(Items from a data source)
────────────────────

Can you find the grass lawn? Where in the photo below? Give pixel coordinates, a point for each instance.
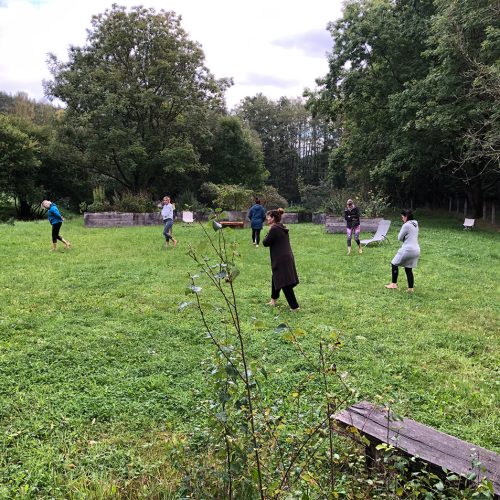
(100, 371)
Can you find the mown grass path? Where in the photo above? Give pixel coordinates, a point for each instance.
(97, 362)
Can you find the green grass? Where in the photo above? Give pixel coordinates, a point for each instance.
(100, 371)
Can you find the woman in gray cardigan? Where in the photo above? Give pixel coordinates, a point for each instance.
(409, 252)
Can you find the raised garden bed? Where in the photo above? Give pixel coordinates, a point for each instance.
(337, 224)
(121, 219)
(318, 218)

────────────────────

Exercise instructions:
Copy the rows from the line with "Can you find the woman" through the end of the rows, swapping "cardigan" for "sweater" and leaving everything else as it is.

Task solution:
Can you find the woman in gray sweater? Where in the photo above? Give pixel coordinates, a point for each instance.
(409, 252)
Can you find the raised garden bed? Where in the photo above? Give pixel coordinates, a point for each instance.
(337, 224)
(121, 219)
(318, 218)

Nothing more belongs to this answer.